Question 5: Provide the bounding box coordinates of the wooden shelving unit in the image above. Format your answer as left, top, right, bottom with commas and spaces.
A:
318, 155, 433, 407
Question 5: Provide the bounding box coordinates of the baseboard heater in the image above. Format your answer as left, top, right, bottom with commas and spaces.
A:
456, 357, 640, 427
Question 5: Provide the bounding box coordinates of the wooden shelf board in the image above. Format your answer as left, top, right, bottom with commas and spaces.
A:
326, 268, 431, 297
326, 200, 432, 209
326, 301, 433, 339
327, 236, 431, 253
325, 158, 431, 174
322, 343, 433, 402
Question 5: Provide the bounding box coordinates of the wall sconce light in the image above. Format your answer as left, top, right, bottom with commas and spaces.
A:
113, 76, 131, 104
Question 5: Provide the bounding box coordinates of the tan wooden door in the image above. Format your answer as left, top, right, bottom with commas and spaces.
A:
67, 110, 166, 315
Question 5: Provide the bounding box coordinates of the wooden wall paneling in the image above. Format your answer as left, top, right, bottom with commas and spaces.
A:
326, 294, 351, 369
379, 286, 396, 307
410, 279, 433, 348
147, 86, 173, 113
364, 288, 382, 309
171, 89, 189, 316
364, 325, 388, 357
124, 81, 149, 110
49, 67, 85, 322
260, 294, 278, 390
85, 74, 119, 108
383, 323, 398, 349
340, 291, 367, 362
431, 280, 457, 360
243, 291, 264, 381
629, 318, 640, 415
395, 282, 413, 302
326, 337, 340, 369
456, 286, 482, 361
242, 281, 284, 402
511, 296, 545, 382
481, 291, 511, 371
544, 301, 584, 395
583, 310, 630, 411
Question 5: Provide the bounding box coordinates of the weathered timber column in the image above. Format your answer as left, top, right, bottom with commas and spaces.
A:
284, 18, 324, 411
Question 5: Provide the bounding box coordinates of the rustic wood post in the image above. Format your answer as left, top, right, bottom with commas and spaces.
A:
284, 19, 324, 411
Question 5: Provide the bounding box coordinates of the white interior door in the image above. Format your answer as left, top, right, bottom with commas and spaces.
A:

+-------+

GIVEN REQUEST »
Reproduce all of the items above verbatim, line by line, without altering any character.

TASK RESPONSE »
Question 5: Provide the bounding box coordinates of the wooden shelving unit in the image above. Format your answer as left, top, right, bottom with commas and spaces.
A:
318, 155, 433, 407
Question 5: Provide the bounding box coordinates of the baseboard heater in the image above. Format your answer as left, top, right, bottom with commas and spaces.
A:
456, 357, 640, 427
Question 5: Provide the bounding box coordinates of the wooden shelf board in the image above. Format your answer as left, top, right, bottom with commas and spaces.
A:
326, 268, 431, 297
326, 200, 432, 209
326, 301, 433, 339
327, 236, 431, 253
325, 158, 431, 174
322, 343, 433, 402
Question 5: Provide the bounding box coordinates of the wall sconce light in the image above. Format your answer as left, top, right, bottom with commas and spaces.
A:
113, 76, 131, 104
Question 5: Provide the bounding box coordinates of the tan wooden door in the image above. Format your answer as left, top, right, bottom with commas and spaces.
A:
67, 110, 166, 315
Question 5: Provide the bounding box coordinates of the wooden wall paneling in the image above. Format your answer as left, top, right, bottom with commas and spaces.
A:
326, 294, 351, 369
379, 286, 396, 307
410, 279, 433, 348
147, 86, 173, 113
364, 288, 382, 309
171, 89, 189, 316
364, 325, 388, 357
124, 81, 149, 110
49, 67, 85, 322
260, 294, 278, 390
85, 74, 119, 108
383, 323, 398, 349
340, 291, 367, 362
431, 280, 457, 360
243, 291, 264, 381
629, 318, 640, 415
395, 282, 413, 302
326, 337, 340, 369
456, 286, 482, 361
242, 281, 284, 402
511, 296, 545, 382
481, 291, 511, 371
544, 301, 584, 395
583, 310, 630, 411
Question 5: Provide the bounding box coordinates of the weathered timber column in the image above. Format your answer as left, top, right, bottom with commas and spaces.
A:
284, 18, 324, 411
Question 5: Provide the bounding box coordinates of the rustic wood post in the image above. Format your answer as left, top, right, bottom with commas and spaces.
A:
284, 19, 324, 411
Question 5: Provide the bounding box coordinates of the white interior door in the image above. Format your answer as left, top, right, bottom with commas and spaces.
A:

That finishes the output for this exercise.